** START SOURCE RECORDS **

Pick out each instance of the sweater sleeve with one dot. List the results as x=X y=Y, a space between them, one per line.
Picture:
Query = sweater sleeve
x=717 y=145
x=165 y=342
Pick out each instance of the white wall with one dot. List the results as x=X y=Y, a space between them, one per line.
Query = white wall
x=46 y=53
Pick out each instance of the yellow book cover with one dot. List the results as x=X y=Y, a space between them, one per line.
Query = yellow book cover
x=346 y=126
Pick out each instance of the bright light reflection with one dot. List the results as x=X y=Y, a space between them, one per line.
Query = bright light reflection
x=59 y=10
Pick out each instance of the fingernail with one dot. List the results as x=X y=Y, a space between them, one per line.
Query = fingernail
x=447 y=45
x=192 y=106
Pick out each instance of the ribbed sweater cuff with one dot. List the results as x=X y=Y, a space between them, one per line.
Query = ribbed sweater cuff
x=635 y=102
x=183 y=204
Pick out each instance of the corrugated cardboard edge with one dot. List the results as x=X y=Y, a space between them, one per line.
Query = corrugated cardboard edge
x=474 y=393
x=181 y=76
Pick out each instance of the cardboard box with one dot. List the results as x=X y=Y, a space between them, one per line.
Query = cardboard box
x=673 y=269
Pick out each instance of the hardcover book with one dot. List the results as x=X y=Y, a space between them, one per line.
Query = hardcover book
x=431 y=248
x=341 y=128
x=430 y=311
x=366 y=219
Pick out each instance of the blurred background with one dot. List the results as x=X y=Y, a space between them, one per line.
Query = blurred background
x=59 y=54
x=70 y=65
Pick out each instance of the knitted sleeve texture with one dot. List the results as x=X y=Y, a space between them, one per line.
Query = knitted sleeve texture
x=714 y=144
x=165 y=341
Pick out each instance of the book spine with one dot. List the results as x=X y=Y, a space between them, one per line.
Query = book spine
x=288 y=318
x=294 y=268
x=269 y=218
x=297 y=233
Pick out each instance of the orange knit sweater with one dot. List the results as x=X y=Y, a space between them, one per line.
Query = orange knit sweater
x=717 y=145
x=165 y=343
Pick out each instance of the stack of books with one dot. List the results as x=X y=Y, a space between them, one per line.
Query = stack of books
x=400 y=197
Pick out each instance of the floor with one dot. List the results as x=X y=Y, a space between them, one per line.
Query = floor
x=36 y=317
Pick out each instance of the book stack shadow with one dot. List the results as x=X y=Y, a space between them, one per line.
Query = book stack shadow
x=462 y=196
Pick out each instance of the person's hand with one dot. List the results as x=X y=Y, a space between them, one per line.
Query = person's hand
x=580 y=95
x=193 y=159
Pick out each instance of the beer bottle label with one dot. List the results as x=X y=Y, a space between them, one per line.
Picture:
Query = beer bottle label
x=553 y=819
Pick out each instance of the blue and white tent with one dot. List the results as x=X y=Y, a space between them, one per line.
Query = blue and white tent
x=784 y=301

** END SOURCE RECORDS **

WHAT THIS TASK INVOLVES: Reproduce verbatim the lines of the records that begin with the line containing "Pick out each instance of the bright" and end with the line containing "x=183 y=204", including both of those lines.

TASK RESULT:
Pick out each instance of the bright light reflection with one dot. List the results as x=X y=Y, a space between them, one per line.
Query = bright light reflection
x=59 y=10
Pick out each instance of the fingernail with one dot. List the results as x=X y=Y, a space between them, one per line.
Query = fingernail
x=447 y=45
x=192 y=106
Pick out each instance of the ribbed sweater cuff with one dot. List the results as x=X y=Y, a space between them, one per line.
Query = ribbed sweater cuff
x=635 y=102
x=183 y=204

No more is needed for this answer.